# Problem
Write out the entries again exactly as they are given.

# Raw data
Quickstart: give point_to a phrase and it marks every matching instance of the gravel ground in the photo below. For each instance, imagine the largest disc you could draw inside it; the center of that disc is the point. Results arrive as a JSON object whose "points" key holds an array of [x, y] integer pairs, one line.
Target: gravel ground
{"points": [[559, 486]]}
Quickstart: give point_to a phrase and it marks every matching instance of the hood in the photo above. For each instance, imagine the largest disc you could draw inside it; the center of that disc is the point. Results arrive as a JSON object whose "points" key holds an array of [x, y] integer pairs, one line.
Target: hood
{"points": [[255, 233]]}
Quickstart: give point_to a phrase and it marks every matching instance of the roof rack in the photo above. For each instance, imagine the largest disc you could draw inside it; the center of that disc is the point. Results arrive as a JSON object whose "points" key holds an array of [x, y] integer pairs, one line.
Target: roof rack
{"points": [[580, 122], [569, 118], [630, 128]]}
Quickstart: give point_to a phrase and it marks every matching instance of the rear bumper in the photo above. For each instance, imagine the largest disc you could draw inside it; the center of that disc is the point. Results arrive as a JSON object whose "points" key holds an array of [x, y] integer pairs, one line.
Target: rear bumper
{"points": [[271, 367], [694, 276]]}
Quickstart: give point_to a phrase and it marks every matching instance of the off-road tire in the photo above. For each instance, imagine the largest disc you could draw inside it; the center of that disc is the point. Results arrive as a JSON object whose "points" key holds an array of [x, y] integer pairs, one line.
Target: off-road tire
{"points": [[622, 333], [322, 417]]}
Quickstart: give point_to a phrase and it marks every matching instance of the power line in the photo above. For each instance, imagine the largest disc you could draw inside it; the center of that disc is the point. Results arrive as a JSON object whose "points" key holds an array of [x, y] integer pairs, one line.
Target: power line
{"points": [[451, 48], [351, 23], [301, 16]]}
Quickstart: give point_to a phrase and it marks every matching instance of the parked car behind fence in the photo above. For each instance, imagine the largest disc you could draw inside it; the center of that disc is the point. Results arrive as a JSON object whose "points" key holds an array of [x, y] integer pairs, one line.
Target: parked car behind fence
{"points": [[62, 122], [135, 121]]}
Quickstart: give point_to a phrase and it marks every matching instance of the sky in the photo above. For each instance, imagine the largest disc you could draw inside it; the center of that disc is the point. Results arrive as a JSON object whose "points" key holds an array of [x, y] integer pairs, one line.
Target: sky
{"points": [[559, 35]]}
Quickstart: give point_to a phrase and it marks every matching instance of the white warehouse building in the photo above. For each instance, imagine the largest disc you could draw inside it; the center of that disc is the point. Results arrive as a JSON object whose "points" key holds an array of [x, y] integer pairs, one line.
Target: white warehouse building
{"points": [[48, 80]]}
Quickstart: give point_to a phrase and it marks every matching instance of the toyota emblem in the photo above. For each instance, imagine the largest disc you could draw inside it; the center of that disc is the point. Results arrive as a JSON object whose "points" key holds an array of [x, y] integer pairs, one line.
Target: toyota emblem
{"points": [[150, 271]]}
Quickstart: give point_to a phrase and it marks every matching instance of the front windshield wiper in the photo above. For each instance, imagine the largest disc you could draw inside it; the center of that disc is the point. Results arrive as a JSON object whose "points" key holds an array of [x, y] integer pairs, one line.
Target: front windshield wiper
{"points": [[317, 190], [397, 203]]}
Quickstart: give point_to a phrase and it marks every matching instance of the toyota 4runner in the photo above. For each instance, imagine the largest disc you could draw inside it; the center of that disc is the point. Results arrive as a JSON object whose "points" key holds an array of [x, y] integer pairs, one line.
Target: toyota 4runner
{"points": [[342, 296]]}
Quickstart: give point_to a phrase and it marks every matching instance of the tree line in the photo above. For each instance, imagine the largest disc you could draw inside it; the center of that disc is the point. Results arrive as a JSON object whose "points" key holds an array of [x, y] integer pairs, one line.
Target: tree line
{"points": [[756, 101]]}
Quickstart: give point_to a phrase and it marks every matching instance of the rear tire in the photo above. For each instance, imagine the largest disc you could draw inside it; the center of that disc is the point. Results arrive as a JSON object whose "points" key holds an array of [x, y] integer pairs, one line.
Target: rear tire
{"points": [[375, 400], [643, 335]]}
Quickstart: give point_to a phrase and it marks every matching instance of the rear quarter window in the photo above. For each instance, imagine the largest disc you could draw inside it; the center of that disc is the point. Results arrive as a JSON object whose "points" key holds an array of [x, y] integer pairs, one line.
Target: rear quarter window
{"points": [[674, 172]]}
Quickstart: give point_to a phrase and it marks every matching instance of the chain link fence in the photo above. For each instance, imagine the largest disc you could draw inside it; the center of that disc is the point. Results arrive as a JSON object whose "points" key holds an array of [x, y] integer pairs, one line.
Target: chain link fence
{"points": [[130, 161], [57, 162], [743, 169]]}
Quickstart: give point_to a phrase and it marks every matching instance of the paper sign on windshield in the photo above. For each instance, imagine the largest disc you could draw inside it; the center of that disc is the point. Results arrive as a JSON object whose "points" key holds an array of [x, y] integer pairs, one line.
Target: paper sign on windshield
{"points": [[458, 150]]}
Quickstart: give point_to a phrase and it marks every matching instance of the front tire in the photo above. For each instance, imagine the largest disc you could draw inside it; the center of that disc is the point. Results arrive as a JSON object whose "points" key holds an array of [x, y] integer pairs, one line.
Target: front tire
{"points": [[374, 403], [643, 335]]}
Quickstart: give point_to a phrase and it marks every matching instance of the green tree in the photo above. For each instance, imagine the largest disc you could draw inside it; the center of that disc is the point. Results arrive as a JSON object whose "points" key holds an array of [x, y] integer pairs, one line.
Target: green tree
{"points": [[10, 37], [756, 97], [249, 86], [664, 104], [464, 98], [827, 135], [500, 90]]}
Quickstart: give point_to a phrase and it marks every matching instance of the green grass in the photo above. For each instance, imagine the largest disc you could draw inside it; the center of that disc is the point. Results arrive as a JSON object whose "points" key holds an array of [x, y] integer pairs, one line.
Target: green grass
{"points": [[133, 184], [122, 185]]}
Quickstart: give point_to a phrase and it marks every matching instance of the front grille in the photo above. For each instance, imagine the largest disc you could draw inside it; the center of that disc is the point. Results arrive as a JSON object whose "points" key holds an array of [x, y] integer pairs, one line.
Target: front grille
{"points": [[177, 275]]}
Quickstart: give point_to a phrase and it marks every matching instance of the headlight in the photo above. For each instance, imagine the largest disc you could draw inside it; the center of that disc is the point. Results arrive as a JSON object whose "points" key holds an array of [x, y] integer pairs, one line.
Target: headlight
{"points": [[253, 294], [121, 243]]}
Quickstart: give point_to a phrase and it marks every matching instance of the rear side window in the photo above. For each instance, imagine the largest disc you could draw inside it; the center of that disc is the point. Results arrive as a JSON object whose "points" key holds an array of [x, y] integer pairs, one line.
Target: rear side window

# Response to the exercise
Quickstart: give point_to a phrase and it marks every matching instance of the gravel ground in the photo below. For each instance, imagine the largest disc you could draw inside it; the center of that disc is the point. Results arrive as a JSON object whose "points" key holds an array of [x, y] integer pairs, one line.
Target: gravel ground
{"points": [[559, 486]]}
Quickstart: give point_to a phrase and it marks every matching instance of the hood in the photo above. For each instance, imagine the largest disc you could draw inside it; the center of that disc is the point. Results arrive as a JSON object whose "points" key holds an array of [x, y] integer pairs, one line.
Target: hood
{"points": [[255, 233]]}
Quickstart: give point_to a phrase and it marks every matching instance of the roof rack in the photo above. For each instance, imagine the largest disc you could draw inside it; the center of that disc is the point. Results arrive as a JSON object whose "points" key holds an array of [x, y] integer pairs, one line.
Target: roof rack
{"points": [[580, 122], [569, 118], [630, 128]]}
Quickstart: give point_to a phrase and it marks every matching instance of the rear bumper in the photo above. For each instance, imagine the largest disc you could draw inside it; the center of that disc is the point. Results arrive as a JSON object whose "points" key holds an array of [x, y] integer pairs, one line.
Target: rear bumper
{"points": [[271, 367], [694, 276]]}
Quickstart: give point_to a phrase and it marks every matching instance of the off-road tire in the photo above. For each instance, imagine the largest disc you could draw inside it; the center of that disc is the point. Results arrive as a JSON object whose "points" key holds an array of [x, y] integer pairs, one line.
Target: off-road tire
{"points": [[622, 333], [322, 417]]}
Quickstart: give point_to a phrase and it marks every matching instance of the power line in the photo above. For each instance, imagine the largest disc you could draw inside it; the center of that disc is the point. Results arrive as a JSON object whose "points" key holds an array of [x, y] integer pairs, one line.
Target: power line
{"points": [[451, 48], [351, 23], [301, 16]]}
Quickstart: give point_to a phrase and it marks every matching instance of the parked car behind fence in the photo above. For each instance, imagine the largest disc you could draw inside it; the center of that disc is the point. Results arrive as a JSON object whose "points" key holds an array of [x, y] integer pairs, one line.
Target: parked car behind fence
{"points": [[62, 122], [135, 121]]}
Quickstart: give point_to a phrase and it marks every matching instance of the sky in the photo above. For each instance, imagine the largest disc you could draw inside it; the center of that disc is the point. Results arrive as a JSON object whose "points" key holds an array of [x, y] integer pairs, one line.
Target: sky
{"points": [[559, 35]]}
Quickstart: give point_to a phrase and it marks every matching instance of the white warehouse building in the photo above. For each instance, imagine the largest disc you could draw inside it; the center of that disc is the point. Results arrive as a JSON object whose "points" key holds an array of [x, y] integer pairs, one line.
Target: white warehouse building
{"points": [[48, 80]]}
Quickstart: give point_to a phrase and it marks every matching instance of the toyota emblem in the photo above. For each instance, imagine the largest disc you could draw inside it; the center of that disc is the point. Results arrive as a JSON object whose "points" key holds an array of [x, y] integer pairs, one line.
Target: toyota emblem
{"points": [[150, 271]]}
Quickstart: give point_to a phrase and it marks every matching instance of the front windshield wiper in the photo above. For each instance, imagine the largest disc you could draw inside it; the center of that disc is the point. Results arrive as a JSON object whose "points" key holds an array of [x, y] integer pairs, one line.
Target: front windshield wiper
{"points": [[317, 190], [397, 203]]}
Quickstart: give point_to a phrase and it marks every matching instance of the toyota 4runner in the photo above. For each instance, imagine the largest disc you could draw inside it; the center of that disc is the point. Results arrive as a JSON object whose "points" key holds an array of [x, y] integer pairs, one line.
Target: toyota 4runner
{"points": [[342, 296]]}
Quickstart: give point_to a phrase and it marks every matching instance of the tree line in the photo above. For each instance, imagine the largest disc you could draw inside it; the center of that disc is the point. Results arrive as a JSON object whose "points" key holds an array of [x, y] integer pairs, one line.
Target: tree line
{"points": [[756, 101]]}
Quickstart: give point_to a phrase and it marks every matching instance of the rear tire in the photo above. For each instance, imagine the largest disc you could draw inside it; the center of that disc is the point. Results arrive as a JSON object whose "points" key holds an array of [x, y] integer pairs, one line.
Target: rear tire
{"points": [[375, 400], [643, 335]]}
Quickstart: give point_to a phrase and it marks every matching instance of the rear quarter window in the photo above. For each instance, imagine the largest disc you could draw inside it; the center of that disc is the point. Results arrive as a JSON object whose "points" key holds an array of [x, y] integer pairs, one line.
Target: rear quarter window
{"points": [[674, 172]]}
Quickstart: give point_to a phrase and it marks every matching instance of the chain link fence in the photo above. For each instance, imagine the largest disc you could draw inside it; the center of that disc is the point. Results arrive as a JSON object whose "points" key holds an array of [x, y] integer pairs, one line.
Target: chain link fence
{"points": [[130, 161], [57, 162], [743, 169]]}
Quickstart: give point_to a phrase and it marks every matching instance of the paper sign on windshield in the photo above. For each instance, imagine the largest disc you could draw inside it; the center of that disc is the point. Results arrive as a JSON object whose "points" key holds an array of [x, y] integer pairs, one line.
Target: paper sign on windshield
{"points": [[458, 150]]}
Quickstart: give point_to a phrase and it marks every matching instance of the front tire in the photo above. For each instance, imagine the largest disc you could draw inside it; the center of that disc is the point. Results arrive as a JSON object whose "points" key holds an array of [x, y] integer pairs, one line.
Target: front tire
{"points": [[374, 403], [643, 335]]}
Quickstart: give point_to a phrase and it marks every matching instance of the green tree in the photo above. For each instance, imagine the largest disc you could draw inside it; the center of that disc is the point. Results arrive as a JSON object whose "points" key holds an array of [x, y] integer pairs, one line.
Target: green tree
{"points": [[10, 37], [756, 97], [249, 86], [664, 104], [464, 98], [827, 135], [500, 90]]}
Quickstart: give point_to a phrase and it marks every matching instance of the green grass in the photo above. For each instance, imagine the largest disc you could draw inside it; the center of that disc is the point. Results arrive as a JSON object whose "points" key holds an array of [x, y] integer pairs, one line.
Target: green grass
{"points": [[133, 184], [122, 185]]}
Quickstart: give point_to a phrase and it marks every matching instance of the front grille in the photo above. For each instance, imagine the largest disc you could draw inside it; the center of that disc is the point. Results arrive as a JSON object whose "points" key holds an array of [x, y] integer pairs, one line.
Target: front grille
{"points": [[177, 275]]}
Quickstart: give point_to a phrase and it marks every matching instance of the headlight in the photo above. For each instance, imagine the largest disc you could draw inside it; the center of that disc is the point. Results arrive as a JSON object whose "points" key holds an array of [x, y] integer pairs, one line.
Target: headlight
{"points": [[253, 294], [121, 243]]}
Quickstart: give point_to a phrase and it marks every matching instance of the rear side window in the photo above. For each instance, imagine the largest disc you could draw inside it; the center of that disc is the point. Results arrive as a JSON object whose "points" key holds an array of [x, y] integer pairs, one line.
Target: rear side window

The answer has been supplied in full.